◆ Excerpted text ◆
/---

Exploring many different books is fine, but I think what really pays of is
sticking with the books that are particularly meaningful to you and exploring
them over and over again, taking notes, finding people to discuss them with,
mulling them over, and so on.

I also do read quite a lot but on occassion I will always go back to the 5-7
books that are special to me, as a result I know a lot of them by heart even
if I haven't picked them up in years.

------
randomsearch
Massively disagree that reading a book and reddit are comparable. I guess if
you only read trash novels you can close the gap, but there is great value to
reading a quality book or a periodical like the Economist.

Something I’ve been thinking about recently is how very educated people who
would never read a tabloid paper or watch a stupid reality TV show will
happily retweet lowest common denominator memes or outrage twitter. Because
it’s so new, and because everything is intermingled, those people sleepwalk
into consuming trash culture. It’s like a well trained athlete has been
tricked into living off fast food.

\---

◆ Goals ◆
**A.** In the forum discussion about reading, which periodical does randomsearch name as an example of quality reading?
**B.** Extend the forum discussion about reading, beginning right after its final sentence.

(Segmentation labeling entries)
/---

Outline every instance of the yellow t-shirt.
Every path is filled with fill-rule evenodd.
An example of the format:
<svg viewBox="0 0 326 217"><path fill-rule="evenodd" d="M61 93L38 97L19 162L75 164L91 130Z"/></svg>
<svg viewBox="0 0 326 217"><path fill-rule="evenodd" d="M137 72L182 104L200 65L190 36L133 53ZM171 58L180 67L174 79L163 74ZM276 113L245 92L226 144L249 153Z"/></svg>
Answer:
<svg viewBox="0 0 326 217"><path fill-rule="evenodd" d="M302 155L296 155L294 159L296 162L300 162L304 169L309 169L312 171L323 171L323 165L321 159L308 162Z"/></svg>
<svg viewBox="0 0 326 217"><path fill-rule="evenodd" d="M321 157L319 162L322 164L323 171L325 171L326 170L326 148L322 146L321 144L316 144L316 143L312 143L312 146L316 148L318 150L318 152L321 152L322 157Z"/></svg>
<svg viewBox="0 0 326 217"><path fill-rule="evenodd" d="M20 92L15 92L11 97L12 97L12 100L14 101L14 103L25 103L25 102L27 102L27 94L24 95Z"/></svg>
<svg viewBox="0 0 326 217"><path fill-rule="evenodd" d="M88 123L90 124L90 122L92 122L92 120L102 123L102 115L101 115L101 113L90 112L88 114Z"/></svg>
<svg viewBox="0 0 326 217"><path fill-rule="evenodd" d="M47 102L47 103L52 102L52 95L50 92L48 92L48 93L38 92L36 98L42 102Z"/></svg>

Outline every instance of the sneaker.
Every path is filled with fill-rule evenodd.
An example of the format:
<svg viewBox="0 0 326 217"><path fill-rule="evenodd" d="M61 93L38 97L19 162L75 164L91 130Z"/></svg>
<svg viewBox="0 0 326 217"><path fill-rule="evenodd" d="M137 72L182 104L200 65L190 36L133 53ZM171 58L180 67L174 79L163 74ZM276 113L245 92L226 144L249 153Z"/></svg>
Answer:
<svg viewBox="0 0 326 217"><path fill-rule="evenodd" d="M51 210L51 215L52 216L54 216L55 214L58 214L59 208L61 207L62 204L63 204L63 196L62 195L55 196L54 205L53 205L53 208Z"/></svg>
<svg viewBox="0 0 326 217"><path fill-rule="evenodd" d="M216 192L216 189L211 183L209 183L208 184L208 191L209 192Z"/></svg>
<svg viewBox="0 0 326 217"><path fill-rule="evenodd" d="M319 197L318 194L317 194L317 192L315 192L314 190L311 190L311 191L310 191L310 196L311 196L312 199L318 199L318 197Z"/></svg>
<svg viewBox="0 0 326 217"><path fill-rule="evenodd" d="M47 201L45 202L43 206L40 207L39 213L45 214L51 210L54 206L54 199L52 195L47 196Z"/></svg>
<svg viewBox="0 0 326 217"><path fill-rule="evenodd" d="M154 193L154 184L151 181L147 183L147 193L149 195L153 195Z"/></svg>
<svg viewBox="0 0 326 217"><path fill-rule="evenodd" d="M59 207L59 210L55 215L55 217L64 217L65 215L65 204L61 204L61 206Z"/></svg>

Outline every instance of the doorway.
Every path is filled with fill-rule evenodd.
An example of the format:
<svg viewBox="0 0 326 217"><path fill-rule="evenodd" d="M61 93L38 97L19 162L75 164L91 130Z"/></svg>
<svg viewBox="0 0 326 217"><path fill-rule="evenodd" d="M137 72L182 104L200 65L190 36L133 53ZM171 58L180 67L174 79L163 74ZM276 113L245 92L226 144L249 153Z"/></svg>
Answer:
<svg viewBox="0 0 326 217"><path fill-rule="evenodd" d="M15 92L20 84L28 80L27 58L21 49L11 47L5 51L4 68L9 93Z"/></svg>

\---

◆ Replies ◆
**A.** The Economist.

**B.**
------
TaylorAlexander
I love it! I am a super creative person and I spend a lot of time doing what
the article suggests. I quit facebook and all other social media two years
ago, though I still spend a lot of time scrolling through reddit. At any rate
I also write, maintain a few websites, design and build 3D printed robots, and
make youtube videos. The author really nails it that you can be creating every
day. Today I installed a GPU in my desktop and set up tensorflow to train an
image segmentation algorithm I got from github. A couple months ago I ordered
a 64x64 LED panel on aliexpress for $26 (search for "hub75") and the
appropriate adafruit raspberry pi shield, then took all that stuff on vacation
so when I was in a cabin in vermont I could configure the raspberry pi with
the appropriate libraries to drive the thing. That was super fun! Earlier this
year I took time off between jobs and built a massive four post bed out of
redwood. The corner posts are 6" square and 7 feet tall and its all sanded and
oiled and it looks phenomenal.

The author discovered something really valuable - even when you've got nothing
but your phone you can create. And personally I find creating things way more
rewarding. If you've ever thought about logging off of Netflix and social
media, I definitely recommend it!

And humbly, if you want to see what I've been working on, see here:

[http://tlalexander.com/missing/](http://tlalexander.com/missing/)

[https://reboot.love/](https://reboot.love/)

[https://www.youtube.com/watch?v=ToGT3KokPZA](https://www.youtube.com/watch?v=ToGT3KokPZA)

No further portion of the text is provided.